§ Stated task
Write out the records below once more, exactly as they stand.

§ Record excerpts

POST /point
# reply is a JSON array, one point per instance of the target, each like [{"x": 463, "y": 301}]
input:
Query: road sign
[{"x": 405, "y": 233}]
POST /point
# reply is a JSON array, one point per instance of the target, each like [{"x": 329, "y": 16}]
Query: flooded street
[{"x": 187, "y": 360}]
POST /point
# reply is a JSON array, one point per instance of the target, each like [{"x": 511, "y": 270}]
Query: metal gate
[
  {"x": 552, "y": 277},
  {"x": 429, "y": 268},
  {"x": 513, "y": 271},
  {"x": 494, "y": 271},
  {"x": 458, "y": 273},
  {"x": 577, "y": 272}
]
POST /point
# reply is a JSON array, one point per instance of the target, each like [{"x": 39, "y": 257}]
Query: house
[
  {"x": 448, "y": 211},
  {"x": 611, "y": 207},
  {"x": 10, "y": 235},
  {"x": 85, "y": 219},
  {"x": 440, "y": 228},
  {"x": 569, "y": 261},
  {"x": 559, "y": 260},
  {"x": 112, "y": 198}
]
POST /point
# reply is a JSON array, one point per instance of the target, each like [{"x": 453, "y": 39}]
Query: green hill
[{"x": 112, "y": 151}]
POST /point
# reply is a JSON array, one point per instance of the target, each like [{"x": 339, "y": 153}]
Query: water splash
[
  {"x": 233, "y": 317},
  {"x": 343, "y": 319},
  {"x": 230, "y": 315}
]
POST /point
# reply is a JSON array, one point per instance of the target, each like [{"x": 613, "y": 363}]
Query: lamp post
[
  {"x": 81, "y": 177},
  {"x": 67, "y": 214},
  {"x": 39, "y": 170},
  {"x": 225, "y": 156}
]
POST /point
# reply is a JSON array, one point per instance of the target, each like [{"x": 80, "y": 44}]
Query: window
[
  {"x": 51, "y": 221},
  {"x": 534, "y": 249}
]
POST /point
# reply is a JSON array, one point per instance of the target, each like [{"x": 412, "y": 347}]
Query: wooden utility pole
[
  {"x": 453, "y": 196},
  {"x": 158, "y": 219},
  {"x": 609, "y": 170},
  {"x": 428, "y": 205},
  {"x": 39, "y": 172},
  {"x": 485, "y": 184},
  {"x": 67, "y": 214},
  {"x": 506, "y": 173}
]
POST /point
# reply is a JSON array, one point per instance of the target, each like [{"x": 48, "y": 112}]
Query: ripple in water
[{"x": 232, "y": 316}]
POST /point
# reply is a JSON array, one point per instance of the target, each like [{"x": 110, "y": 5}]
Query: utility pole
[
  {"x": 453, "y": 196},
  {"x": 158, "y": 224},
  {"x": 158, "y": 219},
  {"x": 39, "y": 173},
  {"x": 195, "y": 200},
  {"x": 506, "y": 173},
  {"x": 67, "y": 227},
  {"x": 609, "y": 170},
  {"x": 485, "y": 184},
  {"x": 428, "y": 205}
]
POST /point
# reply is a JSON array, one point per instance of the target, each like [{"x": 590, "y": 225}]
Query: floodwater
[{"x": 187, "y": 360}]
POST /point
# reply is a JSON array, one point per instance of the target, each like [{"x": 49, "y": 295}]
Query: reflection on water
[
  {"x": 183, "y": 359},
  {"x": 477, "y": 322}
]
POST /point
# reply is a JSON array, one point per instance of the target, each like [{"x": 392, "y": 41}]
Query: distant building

§ Result
POST /point
# reply is a JSON array, one point per instance of the target, each like [{"x": 463, "y": 301}]
input:
Query: road sign
[{"x": 405, "y": 233}]
POST /point
# reply is a JSON array, one point per instance of the target, each like [{"x": 329, "y": 16}]
Query: flooded street
[{"x": 187, "y": 360}]
POST /point
# reply is a JSON array, one point per instance of the target, each like [{"x": 511, "y": 270}]
Query: metal gate
[
  {"x": 552, "y": 277},
  {"x": 429, "y": 268},
  {"x": 513, "y": 271},
  {"x": 494, "y": 271},
  {"x": 458, "y": 273},
  {"x": 577, "y": 272}
]
POST /point
# reply is a JSON array, one point per instance of the target, each like [{"x": 39, "y": 257}]
Query: house
[
  {"x": 448, "y": 211},
  {"x": 611, "y": 207},
  {"x": 10, "y": 235},
  {"x": 85, "y": 219},
  {"x": 440, "y": 228},
  {"x": 569, "y": 261},
  {"x": 559, "y": 260},
  {"x": 112, "y": 198}
]
POST /point
# reply is a JSON array, one point per instance of the target, each like [{"x": 453, "y": 39}]
Query: green hill
[{"x": 112, "y": 151}]
POST /point
# reply is a JSON array, one point per instance of the target, each like [{"x": 339, "y": 153}]
Query: water splash
[
  {"x": 233, "y": 317},
  {"x": 343, "y": 319},
  {"x": 230, "y": 315}
]
POST /point
# reply is a JSON array, one point per instance of the target, each like [{"x": 613, "y": 363}]
Query: lamp post
[
  {"x": 81, "y": 177},
  {"x": 67, "y": 214},
  {"x": 39, "y": 170},
  {"x": 225, "y": 156}
]
POST /point
# reply is a JSON array, one point per instance of the target, each like [{"x": 80, "y": 44}]
Query: window
[
  {"x": 51, "y": 221},
  {"x": 534, "y": 249}
]
POST /point
# reply is a JSON array, one point per instance of the target, each like [{"x": 412, "y": 347}]
Query: wooden utility pole
[
  {"x": 453, "y": 196},
  {"x": 158, "y": 219},
  {"x": 609, "y": 170},
  {"x": 428, "y": 205},
  {"x": 39, "y": 172},
  {"x": 485, "y": 184},
  {"x": 67, "y": 214},
  {"x": 506, "y": 173}
]
POST /point
# reply is a JSON array, one point per instance of the target, each like [{"x": 48, "y": 112}]
Query: ripple in water
[{"x": 232, "y": 316}]
POST /point
# reply is a JSON array, one point per instance of the target, each like [{"x": 110, "y": 5}]
Query: utility pole
[
  {"x": 453, "y": 196},
  {"x": 158, "y": 224},
  {"x": 158, "y": 219},
  {"x": 39, "y": 173},
  {"x": 195, "y": 200},
  {"x": 506, "y": 173},
  {"x": 67, "y": 227},
  {"x": 609, "y": 170},
  {"x": 485, "y": 184},
  {"x": 428, "y": 205}
]
POST /point
# reply is a JSON array, one point per instance of the target, each like [{"x": 590, "y": 225}]
Query: floodwater
[{"x": 187, "y": 360}]
POST /point
# reply is a JSON array, one point per instance of the target, each like [{"x": 49, "y": 295}]
Query: reflection on water
[
  {"x": 183, "y": 359},
  {"x": 477, "y": 322}
]
POST /point
# reply is a JSON array, one point per instance of the target, each like [{"x": 392, "y": 41}]
Query: distant building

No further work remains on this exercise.